[Start of Excerpt]
So you would suggest to use a git submodule? Or just copy the same app.

The nodejs buildpack doesn't use the samples. Isn't that the same? It feels weird to not have any integration tests for a metabuildpack, doesn't it?

dmikusa commented 1 month ago

I think we should use - uses: actions/checkout@v4 to checkout the Samples repository. Then we have a full suite of samples. I don't see a reason to use a sub-module. When these tests run, we should be in a place where all of the latest buildpacks and all of the latest samples work correctly. If they don't, that's a problem and we should fix it.

c0d1ngm0nk3y commented 1 month ago

@dmikusa @anthonydahanne Regarding reusing the samples, we see 2 main "problems":

What exactly to you expect for effort in adding specific test applications. From our experience, you only touch such test apps if you want to test something more specific.

dmikusa commented 1 month ago

Local execution of the integration tests. Ideally, each repository should be self-contained. Otherwise, you have to checkout samples in order to test java-buildpack. This would even mean that you can break the java-buildpack with some change in the samples repo. Sounds sub optimal.

We are optimizing to run this in CI not locally, so having the slight inconvenience of checking out the samples first is a compromise I'm fine with making. We also change the samples very infrequently so I'm willing to roll the dice on that unintended breakage there too.

tl;dr I'm Ok with these trade-offs. What do you think @anthonydahanne and @pivotal-david-osullivan ?

Another concern is that samples and tests are 2 different things. The samples might be good smoke tests, but when testing more than "it works" (e.g. the runtime used), the code is not a good match for the samples.

We should probably level-set on the intent of the tests here.

To me, the intent is more smoke tests than anything else. Especially for a first effort.

I want something that runs in a reasonable amount of time and gives us confidence that the important things are working correctly. If we run this way for a while and find we're still seeing bugs that make it through, then we can look at expanding things, but you can't go in the opposite direction. Once something is added to the test suite, it's effectively going to live there forever. So if we add a bunch of stuff that's not really necessary, it's just cruft we'll carry on forever. For that reason, I'd very much like to start small and start with smoke tests for the important functionality. Then see where that gets us.

I think the samples repo provides some good apps to do this. Most of the samples provide some minimal output, which is enough to verify that the app has started and is running.

I'm not sure that we need a 1-to-1 parity with every sample, nor do I think that would give us good test coverage. Off the top of my head, I think these are important use cases that we want to cover.

I'm sure I'm missing some test cases, so treat this as a starting point not a complete list. What do you think, what did I miss @anthonydahanne and @pivotal-david-osullivan ?

Other things I think we can do to simplify and reduce the time it will take to run the test suite:

anthonydahanne commented 1 month ago

We are optimizing to run this in CI not locally, so having the slight inconvenience of checking out the samples first is a compromise I'm fine with making. We also change the samples very infrequently so I'm willing to roll the dice on that unintended breakage there too. tl;dr I'm Ok with these trade-offs. What do you think @anthonydahanne and @pivotal-david-osullivan ?
[End of Excerpt]
[Start of Records for processing]
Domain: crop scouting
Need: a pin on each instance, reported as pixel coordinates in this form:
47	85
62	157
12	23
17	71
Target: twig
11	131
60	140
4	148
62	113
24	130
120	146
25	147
[End of Records for processing]
[Parts of the exercise]:
1) For each statement, say whether it agrees with the thread on integration tests. Answer yes or no and quote the deciding words from the thread. (a) The nodejs buildpack uses the samples. (b) The samples are changed very infrequently. (c) The tests are being optimized to run locally rather than in CI.
2) Pull out every line of the listing, word for word.
The thread on integration tests has nothing to do with the listing.

[Responses per task]:
1)
(a) No: "The nodejs buildpack doesn't use the samples."
(b) Yes: "We also change the samples very infrequently"
(c) No: "We are optimizing to run this in CI not locally"

2)
Domain: crop scouting
Need: a pin on each instance, reported as pixel coordinates in this form:
47	85
62	157
12	23
17	71
Target: twig
11	131
60	140
4	148
62	113
24	130
120	146
25	147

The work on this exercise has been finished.